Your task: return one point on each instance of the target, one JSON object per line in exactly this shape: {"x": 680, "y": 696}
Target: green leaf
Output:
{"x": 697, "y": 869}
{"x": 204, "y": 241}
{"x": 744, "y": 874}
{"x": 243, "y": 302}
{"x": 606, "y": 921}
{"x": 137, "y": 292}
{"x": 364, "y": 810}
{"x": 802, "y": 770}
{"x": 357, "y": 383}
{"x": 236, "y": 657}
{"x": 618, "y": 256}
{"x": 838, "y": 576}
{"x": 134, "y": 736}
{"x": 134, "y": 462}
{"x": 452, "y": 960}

* [TASK OBJECTIVE] Could you rewrite the entries above with "green leaf" changed to "yellow leaf" and every other line kept as it is?

* [FINISHED EXERCISE]
Your task: return one point on each instance of the target, one JSON object per line in exactly this shape: {"x": 680, "y": 696}
Target: yellow leaf
Output:
{"x": 697, "y": 869}
{"x": 204, "y": 241}
{"x": 744, "y": 874}
{"x": 243, "y": 302}
{"x": 606, "y": 921}
{"x": 137, "y": 292}
{"x": 364, "y": 810}
{"x": 802, "y": 770}
{"x": 357, "y": 383}
{"x": 236, "y": 657}
{"x": 618, "y": 256}
{"x": 838, "y": 576}
{"x": 134, "y": 736}
{"x": 134, "y": 462}
{"x": 452, "y": 960}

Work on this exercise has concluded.